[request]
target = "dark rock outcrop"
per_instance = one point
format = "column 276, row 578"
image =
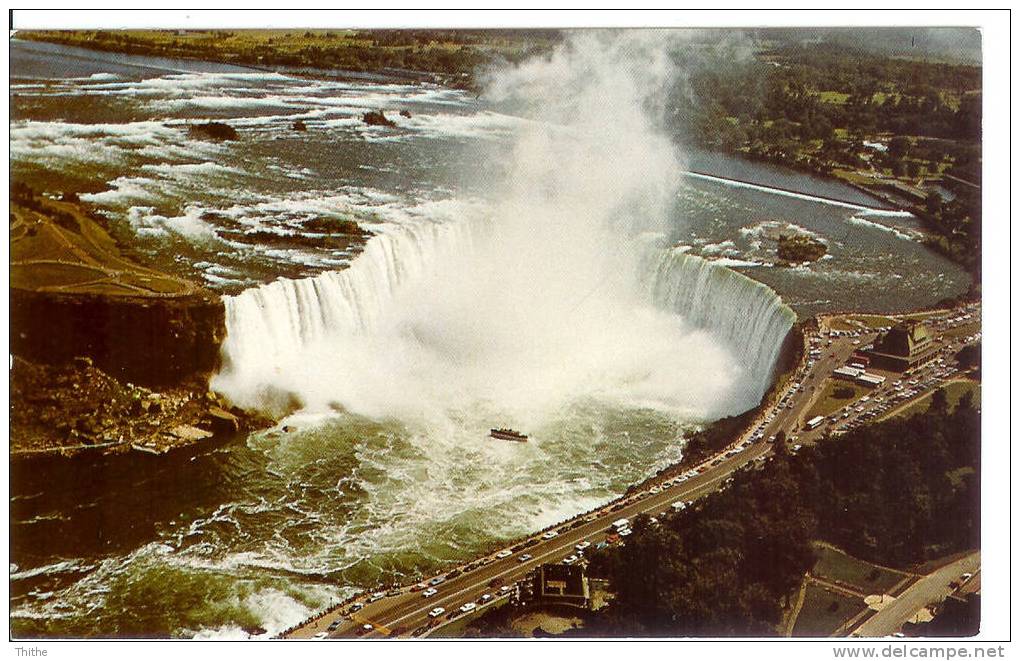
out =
column 800, row 249
column 216, row 131
column 376, row 118
column 145, row 340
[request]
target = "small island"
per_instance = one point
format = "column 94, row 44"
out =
column 215, row 131
column 800, row 249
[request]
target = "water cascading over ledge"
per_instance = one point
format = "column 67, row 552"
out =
column 276, row 331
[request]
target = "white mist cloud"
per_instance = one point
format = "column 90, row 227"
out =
column 542, row 303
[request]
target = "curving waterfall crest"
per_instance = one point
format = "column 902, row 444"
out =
column 283, row 336
column 747, row 315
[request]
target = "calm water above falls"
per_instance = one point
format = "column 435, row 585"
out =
column 379, row 484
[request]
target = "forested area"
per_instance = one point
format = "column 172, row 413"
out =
column 897, row 493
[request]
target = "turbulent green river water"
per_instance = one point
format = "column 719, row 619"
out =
column 607, row 351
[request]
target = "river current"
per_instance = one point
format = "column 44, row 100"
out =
column 386, row 472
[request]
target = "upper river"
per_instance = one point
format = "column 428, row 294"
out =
column 388, row 473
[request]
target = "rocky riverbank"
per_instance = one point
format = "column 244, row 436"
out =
column 77, row 408
column 108, row 356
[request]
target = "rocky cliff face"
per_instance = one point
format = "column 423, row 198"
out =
column 147, row 340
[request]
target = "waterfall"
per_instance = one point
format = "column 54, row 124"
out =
column 282, row 337
column 747, row 315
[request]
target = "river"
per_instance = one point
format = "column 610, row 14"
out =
column 568, row 323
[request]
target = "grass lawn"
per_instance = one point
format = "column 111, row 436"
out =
column 828, row 403
column 963, row 329
column 954, row 391
column 837, row 566
column 873, row 320
column 824, row 611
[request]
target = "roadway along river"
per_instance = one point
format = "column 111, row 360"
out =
column 401, row 614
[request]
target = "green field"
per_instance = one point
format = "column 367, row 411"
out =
column 823, row 612
column 832, row 97
column 872, row 320
column 954, row 391
column 828, row 403
column 870, row 579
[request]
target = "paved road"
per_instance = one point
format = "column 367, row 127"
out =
column 406, row 612
column 932, row 588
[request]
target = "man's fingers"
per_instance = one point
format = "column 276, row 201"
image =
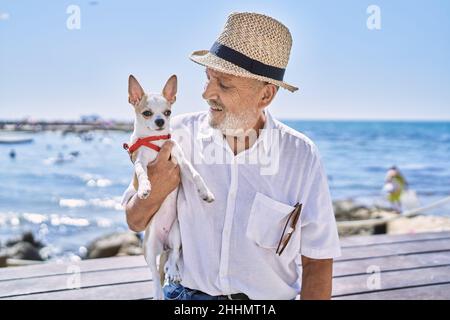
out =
column 166, row 149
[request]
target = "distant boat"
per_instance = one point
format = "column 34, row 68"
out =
column 15, row 140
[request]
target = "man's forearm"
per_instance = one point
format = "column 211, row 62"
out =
column 140, row 211
column 316, row 279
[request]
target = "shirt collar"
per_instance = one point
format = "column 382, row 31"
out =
column 206, row 132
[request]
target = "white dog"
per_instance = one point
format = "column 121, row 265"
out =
column 151, row 129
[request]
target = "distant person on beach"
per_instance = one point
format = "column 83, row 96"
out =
column 247, row 244
column 394, row 185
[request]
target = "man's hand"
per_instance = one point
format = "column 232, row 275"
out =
column 316, row 279
column 164, row 177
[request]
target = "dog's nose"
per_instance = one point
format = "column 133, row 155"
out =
column 159, row 122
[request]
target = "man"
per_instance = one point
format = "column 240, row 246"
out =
column 394, row 185
column 258, row 169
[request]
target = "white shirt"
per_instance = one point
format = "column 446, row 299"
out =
column 229, row 245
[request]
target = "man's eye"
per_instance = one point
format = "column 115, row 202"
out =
column 222, row 86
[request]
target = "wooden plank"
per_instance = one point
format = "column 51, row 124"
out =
column 428, row 292
column 390, row 280
column 52, row 268
column 61, row 282
column 354, row 241
column 397, row 249
column 123, row 291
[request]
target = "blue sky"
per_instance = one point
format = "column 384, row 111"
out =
column 343, row 69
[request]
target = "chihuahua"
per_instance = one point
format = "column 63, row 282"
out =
column 151, row 128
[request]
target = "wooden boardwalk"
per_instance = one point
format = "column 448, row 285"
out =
column 405, row 266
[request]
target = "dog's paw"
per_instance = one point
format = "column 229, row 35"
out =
column 207, row 196
column 172, row 273
column 143, row 193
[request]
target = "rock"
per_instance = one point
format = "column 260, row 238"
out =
column 24, row 251
column 24, row 247
column 348, row 210
column 344, row 210
column 116, row 244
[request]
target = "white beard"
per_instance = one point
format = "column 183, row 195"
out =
column 235, row 123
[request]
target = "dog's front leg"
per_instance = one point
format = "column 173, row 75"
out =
column 191, row 173
column 140, row 167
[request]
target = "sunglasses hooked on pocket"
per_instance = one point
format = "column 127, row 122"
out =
column 287, row 232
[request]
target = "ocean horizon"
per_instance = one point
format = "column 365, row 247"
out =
column 66, row 189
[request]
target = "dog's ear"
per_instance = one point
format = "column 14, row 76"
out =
column 170, row 89
column 135, row 91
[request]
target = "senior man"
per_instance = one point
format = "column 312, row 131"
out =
column 272, row 204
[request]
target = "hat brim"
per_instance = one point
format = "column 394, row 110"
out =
column 207, row 59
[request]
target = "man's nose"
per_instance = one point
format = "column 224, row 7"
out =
column 159, row 122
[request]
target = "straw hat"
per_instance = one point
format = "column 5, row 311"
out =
column 251, row 45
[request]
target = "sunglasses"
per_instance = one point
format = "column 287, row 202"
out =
column 285, row 237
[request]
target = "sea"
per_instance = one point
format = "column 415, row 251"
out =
column 66, row 188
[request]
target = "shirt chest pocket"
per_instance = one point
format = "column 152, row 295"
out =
column 266, row 222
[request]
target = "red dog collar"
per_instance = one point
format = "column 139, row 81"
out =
column 146, row 143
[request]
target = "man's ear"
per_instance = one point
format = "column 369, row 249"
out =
column 135, row 91
column 268, row 93
column 170, row 89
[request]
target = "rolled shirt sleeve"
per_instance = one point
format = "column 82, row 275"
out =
column 319, row 235
column 128, row 194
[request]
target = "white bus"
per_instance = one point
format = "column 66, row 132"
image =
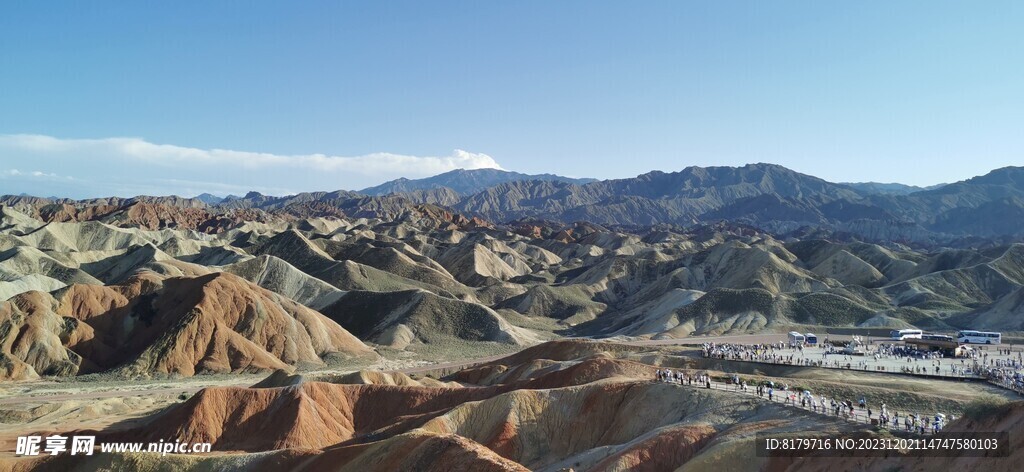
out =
column 899, row 335
column 979, row 337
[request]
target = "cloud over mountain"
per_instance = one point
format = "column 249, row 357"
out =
column 131, row 166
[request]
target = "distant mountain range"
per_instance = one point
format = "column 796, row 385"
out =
column 889, row 188
column 465, row 181
column 768, row 197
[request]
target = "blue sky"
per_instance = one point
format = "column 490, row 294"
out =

EXERCISE:
Please give the number of lines above that hold the word "shirt", and only that number.

SOLVED EXERCISE:
4